▶ **Goal**: Pull out each of the records below and copy every line word for word.

▶ **The records**:
■ ■ ■ ■ ■

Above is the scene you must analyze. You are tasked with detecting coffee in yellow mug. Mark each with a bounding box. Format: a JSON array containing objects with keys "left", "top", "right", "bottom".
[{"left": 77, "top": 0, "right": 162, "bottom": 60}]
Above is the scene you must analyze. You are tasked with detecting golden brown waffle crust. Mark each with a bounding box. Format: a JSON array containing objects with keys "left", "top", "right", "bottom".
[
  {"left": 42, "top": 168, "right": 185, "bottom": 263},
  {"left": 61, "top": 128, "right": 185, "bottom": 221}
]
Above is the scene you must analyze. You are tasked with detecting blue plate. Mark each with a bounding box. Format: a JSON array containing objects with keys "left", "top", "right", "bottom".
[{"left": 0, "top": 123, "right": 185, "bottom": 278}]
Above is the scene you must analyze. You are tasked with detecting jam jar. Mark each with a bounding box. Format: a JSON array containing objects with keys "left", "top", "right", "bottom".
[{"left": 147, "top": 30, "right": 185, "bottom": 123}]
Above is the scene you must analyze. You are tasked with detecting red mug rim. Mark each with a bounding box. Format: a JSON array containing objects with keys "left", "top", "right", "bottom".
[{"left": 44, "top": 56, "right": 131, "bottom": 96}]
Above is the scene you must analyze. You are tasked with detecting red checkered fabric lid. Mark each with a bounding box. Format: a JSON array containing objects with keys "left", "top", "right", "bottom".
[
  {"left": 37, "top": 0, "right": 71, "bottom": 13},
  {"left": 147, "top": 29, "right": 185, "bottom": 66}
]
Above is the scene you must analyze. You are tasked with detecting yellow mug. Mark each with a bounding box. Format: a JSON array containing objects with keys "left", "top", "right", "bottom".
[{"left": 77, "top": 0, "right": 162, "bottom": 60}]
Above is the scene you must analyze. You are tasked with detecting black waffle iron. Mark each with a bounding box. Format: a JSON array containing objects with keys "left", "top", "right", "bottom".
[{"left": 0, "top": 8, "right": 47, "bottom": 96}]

■ ■ ■ ■ ■

▶ **Exercise result**:
Above is the scene you must analyze. You are tasked with detecting coffee in yellow mug. Mark each with a bounding box. Format: a JSON array containing objects with keys "left", "top", "right", "bottom".
[{"left": 77, "top": 0, "right": 162, "bottom": 60}]
Above is the scene you must analyze. You are tasked with detecting golden brown waffle crust. Mark each with a bounding box. Format: a JSON array containing objects with keys "left", "top", "right", "bottom".
[
  {"left": 42, "top": 168, "right": 185, "bottom": 263},
  {"left": 61, "top": 128, "right": 185, "bottom": 221}
]
Above is the scene you must analyze. You are tasked with detecting blue plate. Mark each with a bounding box. Format: a JSON array containing objects with keys "left", "top", "right", "bottom".
[{"left": 0, "top": 123, "right": 185, "bottom": 278}]
Above is the scene you must analyze. You are tasked with detecting jam jar. Mark each with a bounding box. Format: a JSON array containing objects with keys "left", "top", "right", "bottom".
[{"left": 147, "top": 30, "right": 185, "bottom": 123}]
Above is the scene you must analyze. You are tasked with detecting red mug rim. Mark each with a bounding box. Format: a JSON array containing objects with keys "left", "top", "right", "bottom".
[{"left": 44, "top": 56, "right": 131, "bottom": 96}]
Above is the scene you must analyze. You are tasked with detecting red checkered fabric lid. Mark each with a bounding box. Format: a JSON array containing objects with keys "left", "top", "right", "bottom".
[
  {"left": 37, "top": 0, "right": 71, "bottom": 13},
  {"left": 147, "top": 29, "right": 185, "bottom": 66}
]
Above is the scene you must analyze. You are tasked with detecting yellow mug. Mark each with a bounding box. Format: a JSON array containing objects with keys "left", "top", "right", "bottom".
[{"left": 77, "top": 0, "right": 162, "bottom": 60}]
Above is the scene you must analyze. You are tasked with detecting black waffle iron. Mark each with a bounding box. Format: a JSON array containing objects with keys "left", "top", "right", "bottom".
[{"left": 0, "top": 8, "right": 47, "bottom": 96}]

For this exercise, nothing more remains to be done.